*** Page extract Section Begins ***

One of the future markets for many Missouri farmers is biofuel and it has already taken root over the past few years. Biodiesel in particular has a deep-rooted history in Missouri. The Show Me State was one of the first states to jump into the biodiesel market. Biodiesel is created from the byproduct of Missouri’s largest crop, soybeans, making production on a large scale relatively easy compared to other states. Biodiesel is also a drop-in replacement, meaning that it can be used on existing diesel engines. 

In the fall of 2022, Governor Mike Parson signed HB 3, which included a tax credit for biodiesel production. According to the Missouri Soybean Association, biodiesel production provides the state with $1.3 billion in economic impact. 

Kaiser also mentioned other uses for soybean-based biofuel, including in-home heating. Other biofuel markets, like ethanol, have also grown in recent years. The market continues to grow into new fields as newer demands, like sustainable aviation fuel, appear. 

“Could it be huge? Absolutely. Will it be huge? I really do think so,” Kaiser said.

*** Page extract Section Ends ***
*** Extracted records Section Begins ***

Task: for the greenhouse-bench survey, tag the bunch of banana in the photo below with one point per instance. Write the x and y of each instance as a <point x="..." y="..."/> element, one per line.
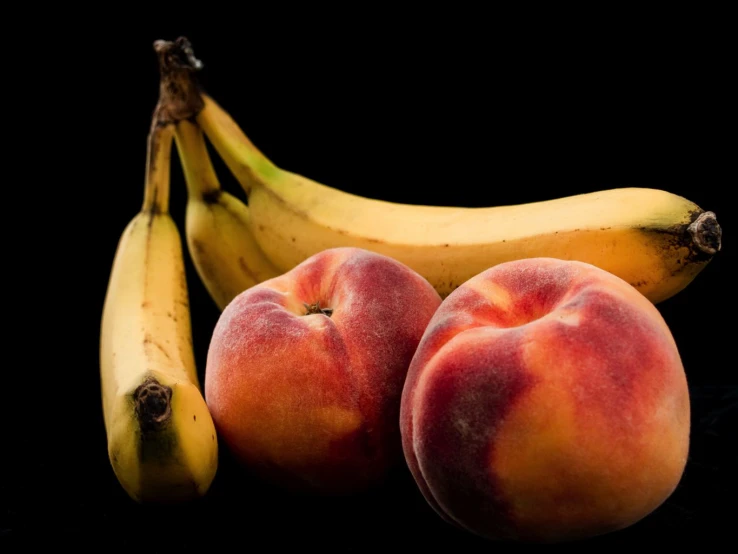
<point x="655" y="240"/>
<point x="161" y="439"/>
<point x="218" y="225"/>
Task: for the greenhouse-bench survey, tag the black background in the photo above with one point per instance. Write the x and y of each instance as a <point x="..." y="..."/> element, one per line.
<point x="403" y="112"/>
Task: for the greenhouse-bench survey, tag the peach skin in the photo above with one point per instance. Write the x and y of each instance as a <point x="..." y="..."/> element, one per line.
<point x="305" y="371"/>
<point x="546" y="402"/>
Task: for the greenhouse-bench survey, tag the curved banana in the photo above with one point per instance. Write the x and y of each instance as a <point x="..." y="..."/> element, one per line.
<point x="218" y="225"/>
<point x="655" y="240"/>
<point x="161" y="439"/>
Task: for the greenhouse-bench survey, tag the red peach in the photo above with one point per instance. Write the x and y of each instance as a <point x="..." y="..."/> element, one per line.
<point x="546" y="401"/>
<point x="305" y="371"/>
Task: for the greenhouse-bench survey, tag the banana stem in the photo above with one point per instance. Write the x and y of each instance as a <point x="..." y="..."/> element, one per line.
<point x="202" y="181"/>
<point x="158" y="163"/>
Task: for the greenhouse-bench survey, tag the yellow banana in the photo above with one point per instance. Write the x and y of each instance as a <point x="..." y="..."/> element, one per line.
<point x="218" y="225"/>
<point x="161" y="439"/>
<point x="655" y="240"/>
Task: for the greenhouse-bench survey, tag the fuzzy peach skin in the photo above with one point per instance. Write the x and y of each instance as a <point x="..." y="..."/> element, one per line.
<point x="312" y="401"/>
<point x="546" y="402"/>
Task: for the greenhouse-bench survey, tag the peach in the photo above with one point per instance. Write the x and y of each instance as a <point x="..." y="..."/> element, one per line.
<point x="305" y="371"/>
<point x="546" y="402"/>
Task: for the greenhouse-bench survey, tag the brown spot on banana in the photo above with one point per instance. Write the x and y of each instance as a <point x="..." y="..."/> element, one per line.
<point x="153" y="405"/>
<point x="247" y="270"/>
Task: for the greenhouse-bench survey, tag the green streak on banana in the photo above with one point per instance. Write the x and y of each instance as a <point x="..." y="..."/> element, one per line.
<point x="161" y="439"/>
<point x="218" y="225"/>
<point x="655" y="240"/>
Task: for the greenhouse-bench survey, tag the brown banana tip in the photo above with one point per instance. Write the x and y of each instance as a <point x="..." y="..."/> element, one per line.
<point x="178" y="53"/>
<point x="153" y="404"/>
<point x="180" y="96"/>
<point x="706" y="233"/>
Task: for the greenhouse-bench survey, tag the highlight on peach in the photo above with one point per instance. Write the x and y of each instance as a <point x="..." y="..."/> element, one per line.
<point x="546" y="402"/>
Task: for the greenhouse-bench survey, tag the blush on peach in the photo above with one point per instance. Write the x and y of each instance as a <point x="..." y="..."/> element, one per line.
<point x="305" y="371"/>
<point x="546" y="401"/>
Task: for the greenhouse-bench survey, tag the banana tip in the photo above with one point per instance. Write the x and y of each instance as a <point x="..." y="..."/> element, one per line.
<point x="153" y="403"/>
<point x="706" y="233"/>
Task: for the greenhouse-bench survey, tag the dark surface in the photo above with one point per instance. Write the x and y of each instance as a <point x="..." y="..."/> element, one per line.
<point x="470" y="121"/>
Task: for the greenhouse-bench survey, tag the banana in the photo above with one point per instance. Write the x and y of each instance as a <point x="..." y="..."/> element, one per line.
<point x="655" y="240"/>
<point x="161" y="440"/>
<point x="218" y="225"/>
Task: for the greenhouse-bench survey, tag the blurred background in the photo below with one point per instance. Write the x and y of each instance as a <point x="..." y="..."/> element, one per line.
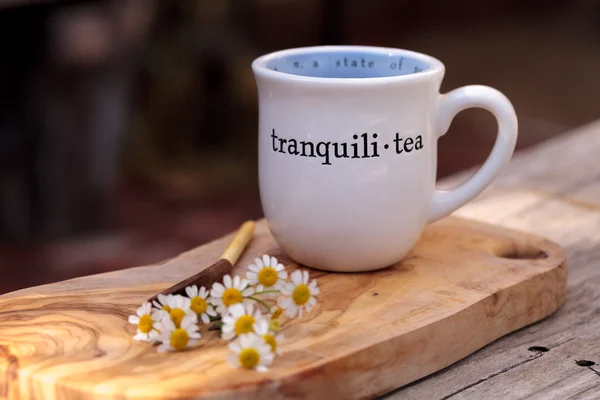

*** Extracted records Section Ends ***

## What you need to do
Rewrite the stretch of the biofuel article from "One of the future" through "in economic impact.", swapping "soybeans" for "corn".

## Solution
One of the future markets for many Missouri farmers is biofuel and it has already taken root over the past few years. Biodiesel in particular has a deep-rooted history in Missouri. The Show Me State was one of the first states to jump into the biodiesel market. Biodiesel is created from the byproduct of Missouri’s largest crop, corn, making production on a large scale relatively easy compared to other states. Biodiesel is also a drop-in replacement, meaning that it can be used on existing diesel engines. 

In the fall of 2022, Governor Mike Parson signed HB 3, which included a tax credit for biodiesel production. According to the Missouri Soybean Association, biodiesel production provides the state with $1.3 billion in economic impact.